[Required task 1] In the records, from the line with "bud, one point per instance." through the end of the records, swap "magenta" for "pink" and change nothing else. Omit the pictures from your answer.

[Source excerpt]
● ● ● ● ●

# Custom 40 Gallon Vivarium ( finished )



## froglet (May 18, 2005)

To recap a few things this tank measures 24"x24"x16 which is equivalent to two 20 gallon verts side by side. I am letting a few pieces of wood dry in the tank so those pics will come later one. Here is what i was able to finish as of today. 


*Fisrt some pics of 3 out of the 4 future inhabitants. *

















*I started off by using two timers purchased from home depot, i am not sure if they sell these any more but i love them and if i can i will not use anything else. One of the timers will be for both lights and one for the mist pump/fan. I have very limited space in my room so i had to hide the cables and all as well as i could, its a mess but atleast you can hardlly see them . The timers i placed on top of the cabinet. *









*Some kwik klips to hold everything a little better. *








*Just too lazy to rotate the picture.... *









*These are the lights i use, they are t5 purchased from hightech garden on ebay, no more cf's for me ( I dont want to deal with the extreme heat and im sure my frogs dont either ) *

















*All my tanks are have automated misting, so much easier then hand spraying everything. *

*Here is the mist pump i use.... its a ProMist PMP 70, a bit on the pricy side but im told it can handle up to 52 tanks. *









OK so to set up the mist system.

● ● ● ● ●

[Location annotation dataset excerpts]

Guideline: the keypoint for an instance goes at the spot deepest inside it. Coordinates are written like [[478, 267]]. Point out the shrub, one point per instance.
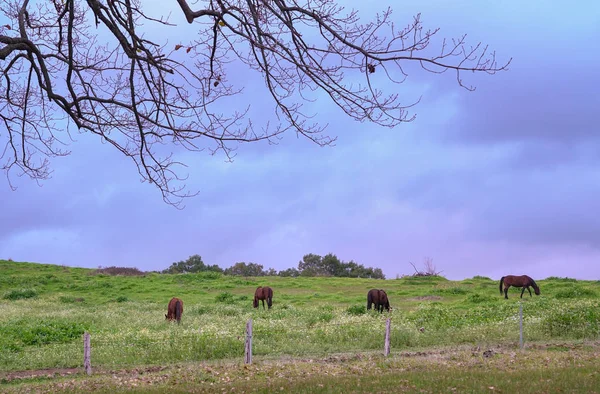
[[225, 297], [20, 294]]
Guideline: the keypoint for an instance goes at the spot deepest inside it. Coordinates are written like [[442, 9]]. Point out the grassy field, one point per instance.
[[45, 309]]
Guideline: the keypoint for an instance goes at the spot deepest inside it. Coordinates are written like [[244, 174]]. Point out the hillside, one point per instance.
[[46, 308]]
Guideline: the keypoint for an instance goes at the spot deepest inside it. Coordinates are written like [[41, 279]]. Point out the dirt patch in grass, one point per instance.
[[49, 373]]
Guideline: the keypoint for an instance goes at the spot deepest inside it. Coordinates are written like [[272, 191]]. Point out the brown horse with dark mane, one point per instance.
[[379, 298], [523, 281], [174, 310], [263, 293]]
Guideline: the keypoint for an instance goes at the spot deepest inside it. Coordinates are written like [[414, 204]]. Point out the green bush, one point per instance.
[[20, 294], [225, 297]]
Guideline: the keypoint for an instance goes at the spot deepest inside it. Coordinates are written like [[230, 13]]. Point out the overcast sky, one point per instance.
[[503, 180]]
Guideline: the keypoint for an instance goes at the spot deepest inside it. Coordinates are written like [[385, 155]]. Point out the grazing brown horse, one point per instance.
[[379, 298], [523, 281], [174, 310], [263, 293]]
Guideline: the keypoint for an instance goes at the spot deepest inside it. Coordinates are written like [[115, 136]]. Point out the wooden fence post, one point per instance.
[[87, 350], [248, 347], [521, 325], [386, 347]]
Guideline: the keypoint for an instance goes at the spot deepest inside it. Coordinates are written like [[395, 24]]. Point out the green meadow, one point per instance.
[[44, 310]]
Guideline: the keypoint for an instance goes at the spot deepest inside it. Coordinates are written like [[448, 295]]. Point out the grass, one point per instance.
[[46, 308], [561, 368]]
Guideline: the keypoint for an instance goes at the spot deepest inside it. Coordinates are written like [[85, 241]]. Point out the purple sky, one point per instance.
[[503, 180]]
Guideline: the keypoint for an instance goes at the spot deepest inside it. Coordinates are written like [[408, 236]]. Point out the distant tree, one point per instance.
[[245, 269], [310, 265], [192, 264], [107, 68], [330, 265]]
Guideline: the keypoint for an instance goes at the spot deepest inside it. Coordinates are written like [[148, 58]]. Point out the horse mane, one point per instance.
[[535, 286], [370, 297]]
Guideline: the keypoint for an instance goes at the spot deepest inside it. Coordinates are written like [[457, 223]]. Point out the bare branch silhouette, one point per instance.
[[91, 67]]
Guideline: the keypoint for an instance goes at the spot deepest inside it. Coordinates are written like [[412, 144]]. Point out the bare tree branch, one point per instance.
[[94, 67]]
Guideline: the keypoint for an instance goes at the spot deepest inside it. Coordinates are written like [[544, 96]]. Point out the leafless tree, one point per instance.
[[105, 67]]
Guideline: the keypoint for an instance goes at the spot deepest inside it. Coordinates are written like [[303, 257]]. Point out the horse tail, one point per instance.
[[178, 310], [270, 297]]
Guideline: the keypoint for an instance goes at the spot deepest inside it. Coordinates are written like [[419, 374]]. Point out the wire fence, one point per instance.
[[266, 337]]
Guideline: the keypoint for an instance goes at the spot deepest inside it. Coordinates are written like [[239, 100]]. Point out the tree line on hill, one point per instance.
[[310, 265]]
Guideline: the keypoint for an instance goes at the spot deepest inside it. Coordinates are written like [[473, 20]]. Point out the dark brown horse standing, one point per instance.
[[263, 293], [523, 281], [174, 310], [379, 298]]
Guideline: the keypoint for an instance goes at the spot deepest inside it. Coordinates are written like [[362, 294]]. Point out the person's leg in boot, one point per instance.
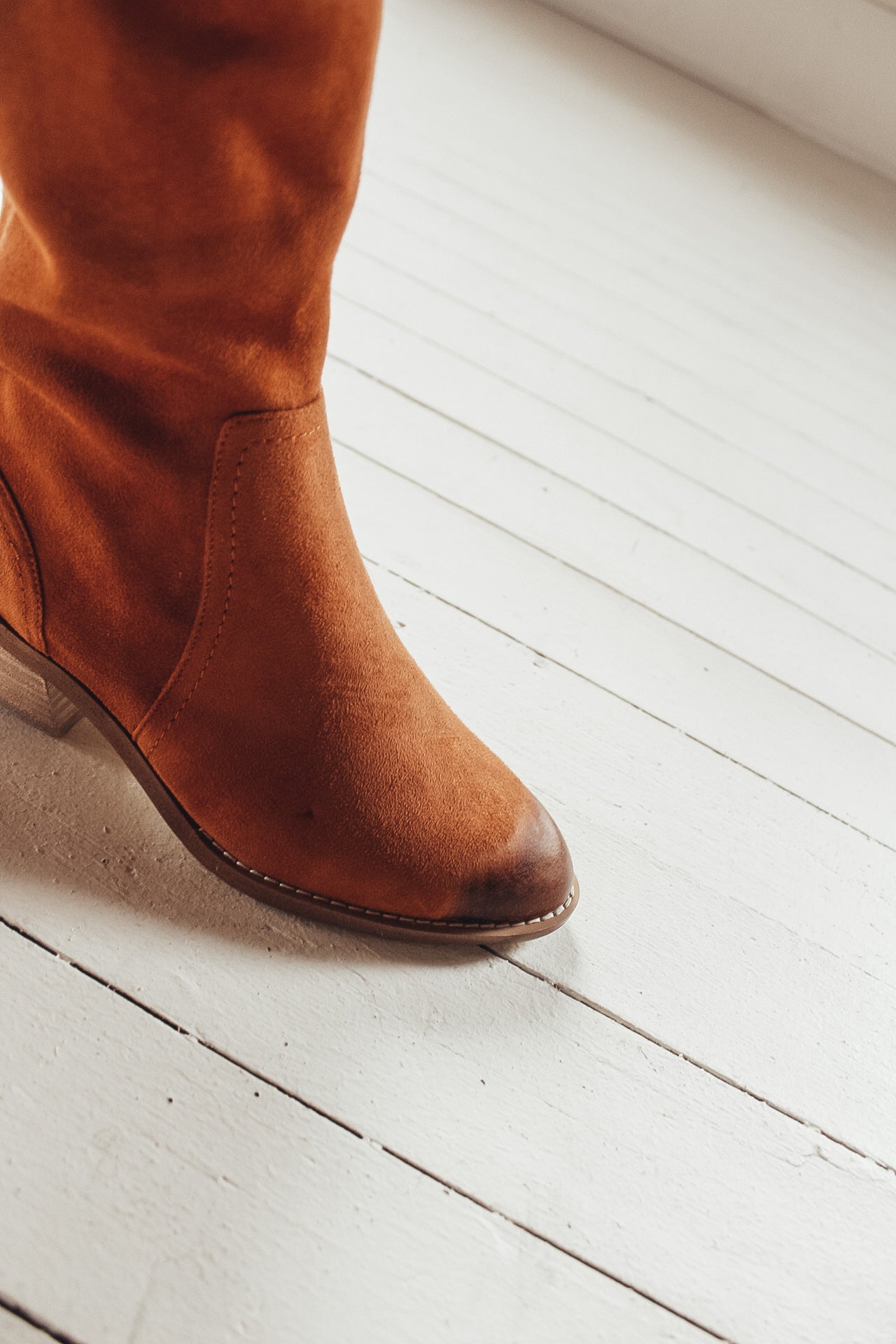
[[175, 558]]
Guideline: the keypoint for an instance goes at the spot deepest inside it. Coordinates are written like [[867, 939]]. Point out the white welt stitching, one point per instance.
[[381, 914]]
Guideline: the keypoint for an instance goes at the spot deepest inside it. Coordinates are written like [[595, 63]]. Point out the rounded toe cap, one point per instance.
[[530, 881]]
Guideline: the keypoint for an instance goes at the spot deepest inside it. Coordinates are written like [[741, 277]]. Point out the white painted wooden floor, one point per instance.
[[613, 382]]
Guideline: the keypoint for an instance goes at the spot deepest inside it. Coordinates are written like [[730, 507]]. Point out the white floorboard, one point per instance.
[[16, 1331], [612, 379]]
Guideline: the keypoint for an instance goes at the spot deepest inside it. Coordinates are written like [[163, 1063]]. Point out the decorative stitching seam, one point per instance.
[[381, 914], [223, 617], [19, 573], [200, 616]]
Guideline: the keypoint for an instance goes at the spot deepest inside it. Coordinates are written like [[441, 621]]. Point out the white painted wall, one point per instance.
[[824, 67]]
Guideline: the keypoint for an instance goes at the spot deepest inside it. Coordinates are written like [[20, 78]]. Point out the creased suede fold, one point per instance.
[[178, 178]]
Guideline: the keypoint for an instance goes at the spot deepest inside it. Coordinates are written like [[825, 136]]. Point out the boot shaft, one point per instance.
[[178, 179]]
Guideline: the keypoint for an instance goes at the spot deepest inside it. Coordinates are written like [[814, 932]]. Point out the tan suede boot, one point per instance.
[[175, 556]]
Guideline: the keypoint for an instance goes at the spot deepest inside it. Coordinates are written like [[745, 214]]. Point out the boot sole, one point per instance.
[[49, 698]]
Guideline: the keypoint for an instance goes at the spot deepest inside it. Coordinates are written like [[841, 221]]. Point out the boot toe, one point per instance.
[[528, 879]]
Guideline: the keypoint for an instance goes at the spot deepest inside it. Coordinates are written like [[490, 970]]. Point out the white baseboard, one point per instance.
[[825, 67]]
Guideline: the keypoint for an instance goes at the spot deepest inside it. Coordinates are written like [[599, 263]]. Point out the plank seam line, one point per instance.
[[739, 100], [601, 288], [426, 143], [620, 508], [356, 1133], [691, 1059], [387, 150], [382, 147], [633, 448], [597, 327], [640, 393], [383, 176], [631, 705], [24, 1315], [626, 597]]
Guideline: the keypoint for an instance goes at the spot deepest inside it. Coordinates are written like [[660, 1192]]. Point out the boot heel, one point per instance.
[[38, 702]]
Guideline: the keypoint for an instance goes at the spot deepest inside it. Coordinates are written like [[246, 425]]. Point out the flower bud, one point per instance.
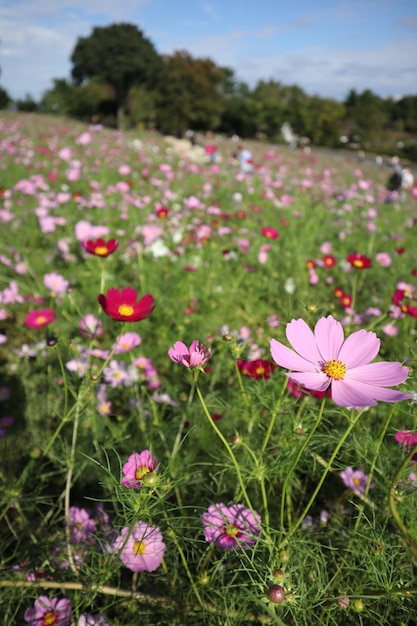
[[276, 594], [278, 576], [150, 479], [343, 602], [284, 555]]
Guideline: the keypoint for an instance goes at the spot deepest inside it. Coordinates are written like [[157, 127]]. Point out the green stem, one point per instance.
[[345, 435], [226, 445], [391, 500], [241, 385], [274, 417], [296, 461], [70, 472]]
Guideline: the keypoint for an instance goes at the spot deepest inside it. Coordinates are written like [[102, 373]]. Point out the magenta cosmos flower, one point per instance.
[[324, 358], [40, 318], [193, 357], [142, 550], [137, 465], [231, 526], [49, 611], [124, 305]]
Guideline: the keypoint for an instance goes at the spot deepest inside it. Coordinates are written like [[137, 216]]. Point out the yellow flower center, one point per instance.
[[126, 310], [232, 531], [335, 369], [49, 619], [101, 250], [138, 548]]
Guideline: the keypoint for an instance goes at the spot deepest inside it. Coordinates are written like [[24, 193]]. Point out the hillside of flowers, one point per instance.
[[207, 383]]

● ● ● ● ●

[Required task 2] Translate this sentence from the vivarium build thread into Spanish: "One of the timers will be for both lights and one for the mist pump/fan."

[Exercise output 1]
Guideline: the keypoint for an instance goes at the spot deepest inside it. Coordinates are written like [[246, 425]]. Point out the flower bud, one point per instance.
[[276, 594], [278, 576], [150, 479], [343, 602], [284, 555]]
Guideline: the keypoint for an instance goes at the spot deepest inside it. Coordinates are written like [[157, 127]]. Point out the green stem, one point per instance.
[[345, 435], [226, 445], [391, 500], [241, 385], [274, 417], [296, 461], [70, 472]]
Guideline: the keypoint for an instance goes at the spot deepest inside it. Coordinates are written like [[102, 373]]. Point out the pink cosmos flower, one point per instance.
[[324, 358], [40, 318], [193, 357], [142, 550], [137, 465], [231, 526], [49, 611], [124, 305]]
Guideline: the keypoint for an instance goes at the spot deepest inside it. Coordinates are written like [[137, 216]]. Point out the yellow flower center, one point per instance.
[[126, 310], [232, 531], [335, 369], [49, 619], [101, 250], [138, 548]]
Guideline: the keypoint for an instance goes at the spot deepest inside it. Coordinates are written like [[24, 193]]. Point out the hillside of flowers, one point per instance.
[[207, 383]]

[Exercise output 2] Uno de los temporizadores será para ambas luces y otro para la bomba de nebulización/ventilador.